begin Selection
Across Australia, food producers are already putting these principles into practice: turning crop residues into compost, integrating livestock and cropping systems and capturing energy from waste.
Here, we explore how circular farming is unlocking new value from the resources already in the farming system — improving productivity, strengthening resilience and future-proofing agriculture for a changing climate.
What is the circular economy?
A circular economy is a system of production and consumption designed to keep materials, nutrients and energy in use for as long as possible, in contrast to the traditional linear “take-make-waste” model that depletes natural resources.
Globally, the adoption of circular practices has fallen steadily since 2018 when uptake was first measured, meaning that we’re consuming more new materials than ever.
But in Australia, the Circular Economy Ministerial Advisory Group, the National Waste Policy Action Plan and the Bioenergy Roadmap are seeking to reverse that trend, recognising the important role agriculture can play in achieving a circular future.
What is circular agriculture or circular farming?
Circular agriculture applies the principles of the circular economy directly to farming systems. It seeks to minimise reliance on external inputs, close nutrient loops, regenerate soils and reduce environmental impact, all while supporting productivity and resilience.
end Selection
*Exercise set*:
[A] In the circular farming text, what traditional model is a circular economy contrasted with?
[B] Carry on the piece about circular farming from its last sentence.
None of the material is needed for these tasks.
begin Supplied material
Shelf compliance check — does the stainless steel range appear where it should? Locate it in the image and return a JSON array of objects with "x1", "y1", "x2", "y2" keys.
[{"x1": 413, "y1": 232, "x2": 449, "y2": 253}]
end Supplied material
*Response list*:
[A] The linear "take-make-waste" model, which depletes natural resources.

[B]
Circular agriculture aligns with regenerative agriculture, with both approaches prioritising soil health, nutrient cycling and landscape resilience. Circularity adds a systems-level perspective, connecting what’s happening on the farm to broader environmental and economic outcomes across communities and societies.
Benefits of circular farming
Reduced waste and pollution
Agriculture generates large amounts of organic waste (crop residues, manure, processing by-products and product losses) that can become a source of greenhouse gasses and nutrient run-off if left unmanaged. In Australia, organic waste in landfill generates 13 million tonnes of CO₂-equivalent a year, about 2.5 per cent of the nation’s total emissions.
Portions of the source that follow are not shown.